__Exercise description__: Copy the data below word for word. Begin at the line containing "field. Keep to one point per instance." and stop after the line containing "background. Keep to one point per instance.".

__Entries provided__:
++++++++++

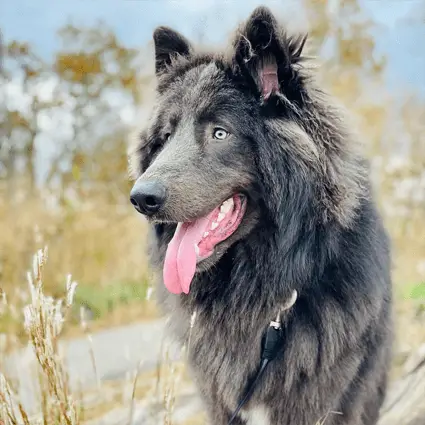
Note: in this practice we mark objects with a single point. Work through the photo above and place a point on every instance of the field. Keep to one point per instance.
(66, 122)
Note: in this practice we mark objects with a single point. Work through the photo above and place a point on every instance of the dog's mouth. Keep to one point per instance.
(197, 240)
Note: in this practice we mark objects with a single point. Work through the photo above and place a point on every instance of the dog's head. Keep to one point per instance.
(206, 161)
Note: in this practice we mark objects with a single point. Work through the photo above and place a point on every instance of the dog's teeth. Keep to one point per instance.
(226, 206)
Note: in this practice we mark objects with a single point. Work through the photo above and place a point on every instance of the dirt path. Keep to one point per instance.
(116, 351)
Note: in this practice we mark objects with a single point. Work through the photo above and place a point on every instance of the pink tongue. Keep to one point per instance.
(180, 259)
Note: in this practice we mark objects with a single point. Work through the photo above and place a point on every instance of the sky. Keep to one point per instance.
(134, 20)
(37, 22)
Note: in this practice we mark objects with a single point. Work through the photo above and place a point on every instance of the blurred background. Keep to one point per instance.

++++++++++

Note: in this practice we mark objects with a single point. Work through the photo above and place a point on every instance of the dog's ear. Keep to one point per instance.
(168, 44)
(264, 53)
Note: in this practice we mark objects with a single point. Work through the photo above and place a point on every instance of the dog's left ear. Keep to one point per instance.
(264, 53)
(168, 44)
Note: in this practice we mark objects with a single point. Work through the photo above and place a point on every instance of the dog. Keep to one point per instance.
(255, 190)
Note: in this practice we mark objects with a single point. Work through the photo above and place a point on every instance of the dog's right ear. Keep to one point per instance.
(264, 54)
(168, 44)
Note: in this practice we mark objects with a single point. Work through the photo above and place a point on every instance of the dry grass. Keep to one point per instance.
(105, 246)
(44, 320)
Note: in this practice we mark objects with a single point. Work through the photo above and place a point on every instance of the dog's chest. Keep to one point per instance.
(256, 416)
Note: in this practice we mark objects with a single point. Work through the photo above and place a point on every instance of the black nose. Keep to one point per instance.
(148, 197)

++++++++++

__Exercise solution__:
Note: in this practice we mark objects with a single point. Work through the photo above and place a point on every instance of the field. Keep to one point per instance.
(66, 122)
Note: in this practice we mark objects with a single point. Work through the photo above and place a point on every instance of the dog's mouth. Keep to one point per instance.
(197, 240)
Note: in this practice we mark objects with a single point. Work through the photo above and place a point on every instance of the dog's head. Keep to one point per instance.
(206, 161)
Note: in this practice we mark objects with a single point. Work through the photo above and place a point on every instance of the dog's teeth. Keep to one point per instance.
(226, 206)
Note: in this practice we mark objects with a single point. Work through the photo above and place a point on every instance of the dirt path. Keep to one point per instance.
(116, 351)
Note: in this practice we mark objects with a single point. Work through the photo above and place a point on every instance of the pink tongue. Keep to one point per instance.
(180, 259)
Note: in this practice we mark objects with a single point. Work through the photo above and place a point on every instance of the sky. Keep to one point per instance.
(134, 20)
(37, 22)
Note: in this practice we mark objects with a single point. Work through the photo above and place a point on every instance of the blurred background. Keep to one point per instance.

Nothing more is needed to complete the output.